TASK DESCRIPTION: All of the data below should be set down again verbatim, without any images.

(Point localization data)
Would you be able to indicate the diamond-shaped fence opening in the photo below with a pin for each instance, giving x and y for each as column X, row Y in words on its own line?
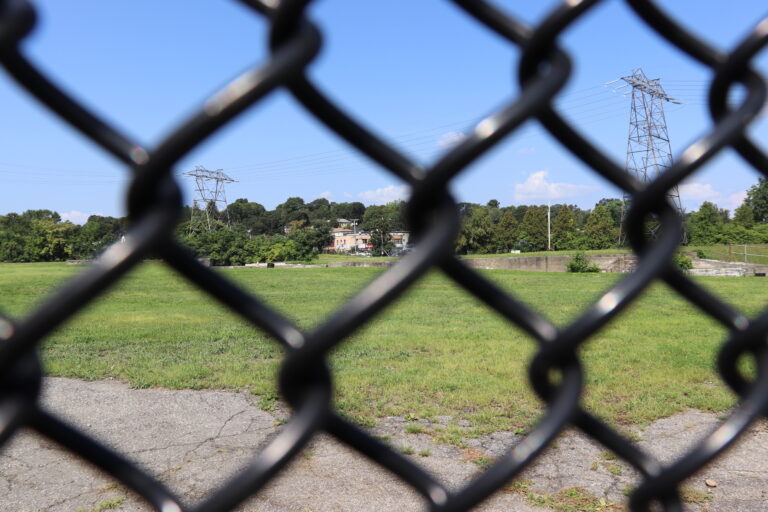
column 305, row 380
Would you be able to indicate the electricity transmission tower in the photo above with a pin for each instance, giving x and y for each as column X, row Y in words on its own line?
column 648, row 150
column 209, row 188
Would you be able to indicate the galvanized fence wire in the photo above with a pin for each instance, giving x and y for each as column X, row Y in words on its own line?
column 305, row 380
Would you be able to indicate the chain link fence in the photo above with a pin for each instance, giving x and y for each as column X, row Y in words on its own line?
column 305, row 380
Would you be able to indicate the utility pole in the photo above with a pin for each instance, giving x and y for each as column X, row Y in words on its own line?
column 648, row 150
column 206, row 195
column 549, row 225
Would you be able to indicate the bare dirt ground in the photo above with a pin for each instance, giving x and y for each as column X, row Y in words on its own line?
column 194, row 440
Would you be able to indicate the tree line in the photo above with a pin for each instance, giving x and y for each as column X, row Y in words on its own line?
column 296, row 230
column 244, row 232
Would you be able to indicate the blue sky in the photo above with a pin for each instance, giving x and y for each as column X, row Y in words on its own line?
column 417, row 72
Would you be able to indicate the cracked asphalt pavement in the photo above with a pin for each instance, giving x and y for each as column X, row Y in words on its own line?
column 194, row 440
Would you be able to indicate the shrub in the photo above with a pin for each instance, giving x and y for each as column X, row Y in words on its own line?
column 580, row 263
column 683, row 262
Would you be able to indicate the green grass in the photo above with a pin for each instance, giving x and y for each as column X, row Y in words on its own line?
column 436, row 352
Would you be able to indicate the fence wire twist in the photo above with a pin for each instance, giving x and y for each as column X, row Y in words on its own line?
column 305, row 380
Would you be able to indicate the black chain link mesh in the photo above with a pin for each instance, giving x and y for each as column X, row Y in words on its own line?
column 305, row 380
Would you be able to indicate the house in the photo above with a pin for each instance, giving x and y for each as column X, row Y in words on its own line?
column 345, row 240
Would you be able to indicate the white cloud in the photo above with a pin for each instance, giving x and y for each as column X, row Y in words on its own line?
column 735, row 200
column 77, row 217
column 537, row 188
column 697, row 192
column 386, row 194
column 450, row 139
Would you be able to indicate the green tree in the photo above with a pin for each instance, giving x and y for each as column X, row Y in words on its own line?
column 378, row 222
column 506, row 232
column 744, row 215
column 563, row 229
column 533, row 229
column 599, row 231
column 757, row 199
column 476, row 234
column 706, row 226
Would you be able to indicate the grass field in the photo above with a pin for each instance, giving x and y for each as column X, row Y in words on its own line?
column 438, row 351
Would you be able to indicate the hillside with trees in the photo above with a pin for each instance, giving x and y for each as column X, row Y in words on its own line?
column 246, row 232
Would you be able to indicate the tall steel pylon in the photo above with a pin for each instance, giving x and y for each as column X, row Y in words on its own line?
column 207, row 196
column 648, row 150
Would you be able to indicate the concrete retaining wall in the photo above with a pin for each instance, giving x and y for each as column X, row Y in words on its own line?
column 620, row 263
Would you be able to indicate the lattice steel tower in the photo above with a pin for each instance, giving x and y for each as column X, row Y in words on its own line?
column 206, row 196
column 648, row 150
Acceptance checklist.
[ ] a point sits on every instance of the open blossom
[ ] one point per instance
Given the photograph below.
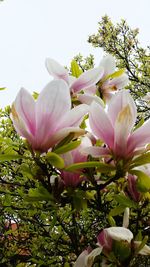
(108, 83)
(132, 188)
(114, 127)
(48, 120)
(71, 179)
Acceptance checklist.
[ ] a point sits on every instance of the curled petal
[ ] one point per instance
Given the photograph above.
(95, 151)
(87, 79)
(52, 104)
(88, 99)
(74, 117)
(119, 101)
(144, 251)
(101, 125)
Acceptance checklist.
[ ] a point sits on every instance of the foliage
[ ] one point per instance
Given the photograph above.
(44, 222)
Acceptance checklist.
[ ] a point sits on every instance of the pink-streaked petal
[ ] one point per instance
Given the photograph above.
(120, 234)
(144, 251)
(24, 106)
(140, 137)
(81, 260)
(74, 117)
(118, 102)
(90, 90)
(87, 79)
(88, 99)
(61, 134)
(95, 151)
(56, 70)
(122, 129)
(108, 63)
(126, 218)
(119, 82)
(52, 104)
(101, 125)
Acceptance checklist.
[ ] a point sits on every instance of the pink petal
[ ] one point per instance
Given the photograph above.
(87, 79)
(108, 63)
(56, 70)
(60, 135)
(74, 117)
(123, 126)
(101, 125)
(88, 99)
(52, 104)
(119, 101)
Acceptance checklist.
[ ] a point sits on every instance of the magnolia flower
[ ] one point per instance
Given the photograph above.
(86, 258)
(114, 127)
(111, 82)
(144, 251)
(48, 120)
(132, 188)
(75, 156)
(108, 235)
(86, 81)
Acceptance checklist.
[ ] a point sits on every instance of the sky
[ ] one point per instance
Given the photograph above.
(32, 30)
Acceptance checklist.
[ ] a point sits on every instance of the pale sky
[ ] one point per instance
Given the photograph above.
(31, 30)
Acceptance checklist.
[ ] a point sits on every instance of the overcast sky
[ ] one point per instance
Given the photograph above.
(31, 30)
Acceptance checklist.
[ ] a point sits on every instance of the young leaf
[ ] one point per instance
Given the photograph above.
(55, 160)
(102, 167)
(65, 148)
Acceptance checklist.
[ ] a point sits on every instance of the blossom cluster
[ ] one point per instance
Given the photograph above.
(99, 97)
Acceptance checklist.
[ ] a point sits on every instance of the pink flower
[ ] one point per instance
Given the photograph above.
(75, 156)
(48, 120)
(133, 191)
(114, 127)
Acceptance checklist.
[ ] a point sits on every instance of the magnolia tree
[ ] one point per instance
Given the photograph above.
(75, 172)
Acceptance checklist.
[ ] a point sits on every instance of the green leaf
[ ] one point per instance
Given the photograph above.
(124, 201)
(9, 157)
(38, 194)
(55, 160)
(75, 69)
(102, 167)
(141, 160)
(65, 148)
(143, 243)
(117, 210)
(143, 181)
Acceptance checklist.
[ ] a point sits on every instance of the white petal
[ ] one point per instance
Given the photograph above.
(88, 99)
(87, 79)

RESPONSE TO THE TASK:
Would you be able to indicate the diamond-shaped fence opening in the photo below with a pin for each instance, giving x and y for each as column X, row Y in words on its own line?
column 305, row 380
Would you be able to indicate the electricity transmission tower in the photo above with a pin for each instance, giving x and y for each as column X, row Y in words on its own line?
column 648, row 150
column 209, row 188
Would you be able to indicate the galvanized fence wire in the photo above with a pin for each instance, giving x and y for each as column X, row Y in words on its own line?
column 305, row 380
Would you be able to indicate the chain link fence in the photo above with a pin for each instance, giving x and y for each as column X, row Y in words on its own line?
column 305, row 380
Would you be able to indicate the utility pole in the photo above with a pin for each instance, giving x and y for each as column X, row Y in words on its own line?
column 648, row 150
column 206, row 195
column 549, row 225
Would you be able to indicate the bare dirt ground in the photo above with a pin for each instance, giving x and y for each as column X, row Y in words on its own line?
column 194, row 440
Would you be able to indicate the tree line in the photo above with a pin for each instance, giving x and y for each as column X, row Y in words on its own line?
column 296, row 230
column 244, row 232
Would you be able to indicate the blue sky in the photo above with a pin for each instance, giving x and y for each as column X, row Y in words on its own line?
column 417, row 72
Would you be able to indicate the cracked asphalt pavement in the photo above with a pin for each instance, giving x and y for each as column X, row Y in words on its own line?
column 194, row 440
Would you be able to indicate the shrub in the photo above with a pin for each instance, giving x and y for each as column X, row Y in words on its own line?
column 580, row 263
column 683, row 262
Would you be able to indicate the green grass in the photo above with a pin for each instance, giving x and y for each as column X, row Y in words on its own line?
column 436, row 352
Would you be able to indicate the fence wire twist in the photo above with a pin for each instance, giving x and y for each as column X, row Y in words on its own line?
column 305, row 380
Would you be able to indicate the black chain link mesh in the photo above with a pin for each instance, giving x and y for each as column X, row Y in words on its own line?
column 305, row 380
Would you be able to indicate the house in the photo above with a pin for each instance, giving x and y for each as column X, row Y in words on its own line?
column 345, row 240
Would you be able to indicate the white cloud in the photo above with a pin for each instance, giving x and y for each as column X, row Y in words on its own line?
column 735, row 200
column 77, row 217
column 537, row 188
column 697, row 192
column 386, row 194
column 450, row 139
Would you be able to indicate the green tree in the photo above with a pin for each instance, giving x and y for each as column X, row Y in words on its own line?
column 378, row 222
column 506, row 232
column 744, row 215
column 563, row 229
column 533, row 229
column 599, row 231
column 757, row 199
column 476, row 234
column 706, row 226
Would you be able to indicate the grass field in the photo above with a pin for each instance, giving x and y for each as column X, row Y in words on its own line?
column 438, row 351
Would you be able to indicate the hillside with trees in the photo above with a pin for each instance, giving x and y for each as column X, row Y in words on its own line?
column 246, row 232
Would you be able to indicate the tall steel pylon in the photo above with a pin for each instance, giving x and y for each as column X, row Y in words on its own line?
column 207, row 196
column 648, row 150
Would you be able to indicate the concrete retaining wall in the photo above with a pin for each instance, giving x and y for each as column X, row Y in words on its own line?
column 620, row 263
Would you be able to indicate the lattice steel tower in the photo above with a pin for each instance, giving x and y for each as column X, row Y in words on its own line?
column 206, row 196
column 648, row 150
Acceptance checklist.
[ ] a point sits on every instance of the open blossom
[ ] one point per instance
Given the photograph below.
(108, 83)
(132, 188)
(114, 127)
(48, 120)
(71, 179)
Acceptance checklist.
[ ] a point sits on every instance of the curled petal
[ ] one point per instance
Given the photograph above.
(95, 151)
(87, 79)
(52, 104)
(88, 99)
(74, 117)
(119, 101)
(144, 251)
(101, 125)
Acceptance checklist.
[ ] a point sits on every instance of the foliage
[ ] one point per instance
Given the photograph above.
(44, 222)
Acceptance checklist.
[ ] a point sits on every instance of the pink-streaked petal
[ ] one point per instance
Given the photograph above.
(120, 234)
(144, 251)
(24, 106)
(140, 137)
(81, 260)
(74, 117)
(118, 102)
(90, 90)
(87, 79)
(88, 99)
(61, 134)
(95, 151)
(56, 70)
(122, 129)
(108, 63)
(126, 218)
(119, 82)
(52, 104)
(101, 125)
Acceptance checklist.
[ ] a point sits on every instance of the pink petal
[ ] one point per instance
Given the photograph above.
(87, 79)
(108, 63)
(56, 70)
(60, 135)
(74, 117)
(123, 126)
(101, 125)
(88, 99)
(52, 104)
(119, 101)
Acceptance checklist.
[ ] a point sits on every instance of the magnolia flower
[ ] one point per instance
Given the photograph above.
(86, 258)
(114, 127)
(111, 82)
(144, 251)
(48, 120)
(132, 188)
(75, 156)
(108, 235)
(86, 81)
Acceptance checklist.
[ ] a point sits on every instance of the sky
[ ] one point per instance
Given the photograph above.
(32, 30)
Acceptance checklist.
[ ] a point sits on every instance of the pale sky
[ ] one point per instance
Given the photograph above.
(31, 30)
Acceptance checklist.
[ ] a point sits on every instance of the overcast sky
[ ] one point per instance
Given the photograph above.
(31, 30)
Acceptance checklist.
[ ] a point sits on every instance of the young leaf
[ ] one point per instance
Given the photograph above.
(55, 160)
(102, 167)
(65, 148)
Acceptance checklist.
[ ] a point sits on every instance of the blossom cluster
[ ] one point per instance
Given the photograph above.
(99, 97)
Acceptance checklist.
[ ] a point sits on every instance of the pink flower
[ ] one point per instance
Given the photograph above.
(75, 156)
(48, 120)
(133, 191)
(114, 127)
Acceptance checklist.
[ ] a point sits on every instance of the magnolia tree
[ ] one point per instance
Given the photograph above.
(75, 172)
Acceptance checklist.
[ ] a point sits on every instance of the green leaf
[ ] one point per instance
Given the photograph above.
(124, 201)
(9, 157)
(38, 194)
(55, 160)
(75, 69)
(102, 167)
(141, 160)
(65, 148)
(143, 243)
(117, 210)
(143, 181)
Acceptance checklist.
[ ] a point sits on every instance of the white petal
[ ] one point per instance
Given the photograph above.
(88, 99)
(87, 79)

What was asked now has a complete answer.